- **TO DO**
Show each line below that contains the string "weather". Case counts.

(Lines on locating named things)

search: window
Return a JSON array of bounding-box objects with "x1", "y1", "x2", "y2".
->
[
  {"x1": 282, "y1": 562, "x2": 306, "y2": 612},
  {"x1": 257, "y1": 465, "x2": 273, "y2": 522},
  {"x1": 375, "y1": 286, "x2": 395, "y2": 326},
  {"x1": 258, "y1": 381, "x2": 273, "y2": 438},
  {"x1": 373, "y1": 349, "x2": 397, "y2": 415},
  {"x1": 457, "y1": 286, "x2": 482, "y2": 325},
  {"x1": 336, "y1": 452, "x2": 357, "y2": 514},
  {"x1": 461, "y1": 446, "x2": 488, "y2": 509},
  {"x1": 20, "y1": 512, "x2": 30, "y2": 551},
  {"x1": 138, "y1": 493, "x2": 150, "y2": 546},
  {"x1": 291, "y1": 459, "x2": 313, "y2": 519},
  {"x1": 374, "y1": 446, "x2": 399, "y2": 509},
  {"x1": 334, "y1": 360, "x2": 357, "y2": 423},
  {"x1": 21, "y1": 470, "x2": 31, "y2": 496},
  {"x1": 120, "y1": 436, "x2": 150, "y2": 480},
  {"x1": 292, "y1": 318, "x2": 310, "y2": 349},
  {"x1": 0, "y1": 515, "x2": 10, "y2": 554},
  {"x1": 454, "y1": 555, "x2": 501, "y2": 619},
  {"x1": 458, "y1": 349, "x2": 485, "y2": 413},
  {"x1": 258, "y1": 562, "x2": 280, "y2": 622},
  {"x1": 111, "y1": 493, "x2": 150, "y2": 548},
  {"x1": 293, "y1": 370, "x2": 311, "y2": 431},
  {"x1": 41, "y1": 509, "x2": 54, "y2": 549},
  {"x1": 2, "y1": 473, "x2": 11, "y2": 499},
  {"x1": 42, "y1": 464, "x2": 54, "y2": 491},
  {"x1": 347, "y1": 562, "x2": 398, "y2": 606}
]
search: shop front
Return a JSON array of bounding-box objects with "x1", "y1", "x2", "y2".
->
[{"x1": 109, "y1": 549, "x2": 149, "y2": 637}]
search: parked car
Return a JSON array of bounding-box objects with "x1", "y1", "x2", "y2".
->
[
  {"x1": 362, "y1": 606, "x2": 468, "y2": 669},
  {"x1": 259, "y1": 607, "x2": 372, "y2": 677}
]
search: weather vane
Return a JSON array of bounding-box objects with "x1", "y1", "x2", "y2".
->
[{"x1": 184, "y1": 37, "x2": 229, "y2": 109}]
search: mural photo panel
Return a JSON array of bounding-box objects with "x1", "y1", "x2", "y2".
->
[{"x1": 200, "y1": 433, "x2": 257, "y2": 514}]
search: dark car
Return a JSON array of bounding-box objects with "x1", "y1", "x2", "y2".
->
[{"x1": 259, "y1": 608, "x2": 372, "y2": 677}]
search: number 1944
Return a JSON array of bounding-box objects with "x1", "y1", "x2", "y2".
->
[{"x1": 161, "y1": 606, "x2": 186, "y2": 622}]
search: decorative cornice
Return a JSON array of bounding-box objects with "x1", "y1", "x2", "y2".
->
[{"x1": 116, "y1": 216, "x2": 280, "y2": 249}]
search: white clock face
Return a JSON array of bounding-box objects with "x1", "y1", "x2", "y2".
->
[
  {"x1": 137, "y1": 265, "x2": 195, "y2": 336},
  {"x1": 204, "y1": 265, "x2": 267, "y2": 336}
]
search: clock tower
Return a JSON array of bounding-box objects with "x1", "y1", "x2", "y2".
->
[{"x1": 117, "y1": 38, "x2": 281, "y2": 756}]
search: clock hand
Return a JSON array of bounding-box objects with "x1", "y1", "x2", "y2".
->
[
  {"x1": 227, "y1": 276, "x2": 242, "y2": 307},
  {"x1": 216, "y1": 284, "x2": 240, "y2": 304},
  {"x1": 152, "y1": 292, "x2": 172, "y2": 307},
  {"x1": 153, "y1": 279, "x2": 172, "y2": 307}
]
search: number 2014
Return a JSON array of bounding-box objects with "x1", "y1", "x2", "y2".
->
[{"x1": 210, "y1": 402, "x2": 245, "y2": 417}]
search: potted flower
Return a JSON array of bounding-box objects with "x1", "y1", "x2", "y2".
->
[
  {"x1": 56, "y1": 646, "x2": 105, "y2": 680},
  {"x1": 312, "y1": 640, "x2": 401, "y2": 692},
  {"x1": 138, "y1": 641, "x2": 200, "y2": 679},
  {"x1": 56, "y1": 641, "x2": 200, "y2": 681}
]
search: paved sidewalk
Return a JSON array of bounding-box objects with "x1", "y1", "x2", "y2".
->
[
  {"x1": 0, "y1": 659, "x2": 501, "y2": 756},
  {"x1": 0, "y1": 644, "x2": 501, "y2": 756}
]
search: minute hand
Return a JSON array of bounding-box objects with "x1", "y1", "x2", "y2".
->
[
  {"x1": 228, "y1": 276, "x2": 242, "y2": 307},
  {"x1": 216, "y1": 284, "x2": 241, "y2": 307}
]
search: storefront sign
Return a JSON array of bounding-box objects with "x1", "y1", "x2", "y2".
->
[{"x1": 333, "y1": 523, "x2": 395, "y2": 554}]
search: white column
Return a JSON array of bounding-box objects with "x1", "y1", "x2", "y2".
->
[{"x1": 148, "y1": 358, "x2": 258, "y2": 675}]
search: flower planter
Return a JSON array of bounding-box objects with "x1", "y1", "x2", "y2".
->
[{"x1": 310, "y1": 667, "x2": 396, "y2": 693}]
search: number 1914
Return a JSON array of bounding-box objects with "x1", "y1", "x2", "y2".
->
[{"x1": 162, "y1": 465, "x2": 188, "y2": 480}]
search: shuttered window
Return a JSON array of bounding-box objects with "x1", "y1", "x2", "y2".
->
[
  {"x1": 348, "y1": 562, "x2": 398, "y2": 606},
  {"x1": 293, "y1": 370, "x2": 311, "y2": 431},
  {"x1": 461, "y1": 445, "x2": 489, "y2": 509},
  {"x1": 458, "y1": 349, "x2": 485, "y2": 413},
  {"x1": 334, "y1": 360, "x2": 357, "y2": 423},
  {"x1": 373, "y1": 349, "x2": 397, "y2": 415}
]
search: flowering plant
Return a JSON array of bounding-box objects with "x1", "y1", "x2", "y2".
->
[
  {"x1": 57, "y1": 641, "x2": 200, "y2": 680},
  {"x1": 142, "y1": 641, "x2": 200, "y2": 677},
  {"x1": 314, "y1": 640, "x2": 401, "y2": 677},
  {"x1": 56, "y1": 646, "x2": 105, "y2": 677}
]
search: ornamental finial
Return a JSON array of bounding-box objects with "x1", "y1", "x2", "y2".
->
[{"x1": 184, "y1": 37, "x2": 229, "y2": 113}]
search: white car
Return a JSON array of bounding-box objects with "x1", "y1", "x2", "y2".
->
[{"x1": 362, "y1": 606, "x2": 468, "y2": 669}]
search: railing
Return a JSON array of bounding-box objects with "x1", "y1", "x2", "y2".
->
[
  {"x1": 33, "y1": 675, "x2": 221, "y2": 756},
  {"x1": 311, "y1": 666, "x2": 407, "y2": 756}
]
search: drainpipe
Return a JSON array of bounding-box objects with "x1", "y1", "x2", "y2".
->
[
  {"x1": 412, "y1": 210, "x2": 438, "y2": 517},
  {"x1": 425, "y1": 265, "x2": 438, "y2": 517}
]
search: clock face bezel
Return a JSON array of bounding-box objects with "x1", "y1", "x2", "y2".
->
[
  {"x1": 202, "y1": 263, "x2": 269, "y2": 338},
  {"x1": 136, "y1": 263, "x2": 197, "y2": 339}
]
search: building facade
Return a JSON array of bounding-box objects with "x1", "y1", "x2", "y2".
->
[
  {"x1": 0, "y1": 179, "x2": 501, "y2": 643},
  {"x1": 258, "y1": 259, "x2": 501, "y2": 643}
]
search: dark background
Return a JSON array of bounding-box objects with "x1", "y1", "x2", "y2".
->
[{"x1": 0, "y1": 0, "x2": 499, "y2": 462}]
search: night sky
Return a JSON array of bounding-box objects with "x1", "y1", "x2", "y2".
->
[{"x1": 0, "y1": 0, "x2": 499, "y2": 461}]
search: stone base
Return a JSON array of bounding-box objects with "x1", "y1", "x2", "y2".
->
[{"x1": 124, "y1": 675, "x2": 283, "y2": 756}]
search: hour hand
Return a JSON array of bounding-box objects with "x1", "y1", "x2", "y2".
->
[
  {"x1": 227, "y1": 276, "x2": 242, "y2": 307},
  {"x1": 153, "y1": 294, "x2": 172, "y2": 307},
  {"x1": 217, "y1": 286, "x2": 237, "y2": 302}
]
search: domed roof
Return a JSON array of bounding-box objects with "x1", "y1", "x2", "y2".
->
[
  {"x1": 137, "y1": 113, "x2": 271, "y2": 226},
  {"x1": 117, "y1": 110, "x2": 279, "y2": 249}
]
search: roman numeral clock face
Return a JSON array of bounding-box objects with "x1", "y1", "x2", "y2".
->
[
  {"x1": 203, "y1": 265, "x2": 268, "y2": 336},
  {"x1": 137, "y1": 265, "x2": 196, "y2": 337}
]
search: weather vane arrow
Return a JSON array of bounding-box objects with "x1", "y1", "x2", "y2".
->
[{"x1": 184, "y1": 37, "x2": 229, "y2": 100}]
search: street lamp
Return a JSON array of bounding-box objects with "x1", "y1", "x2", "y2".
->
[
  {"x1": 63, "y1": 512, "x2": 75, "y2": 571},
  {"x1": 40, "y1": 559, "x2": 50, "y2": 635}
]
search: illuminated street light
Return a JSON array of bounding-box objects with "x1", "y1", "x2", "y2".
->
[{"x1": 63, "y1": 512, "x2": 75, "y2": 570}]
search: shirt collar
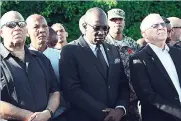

- **SOLUTION**
search: weather vane
search: weather vane arrow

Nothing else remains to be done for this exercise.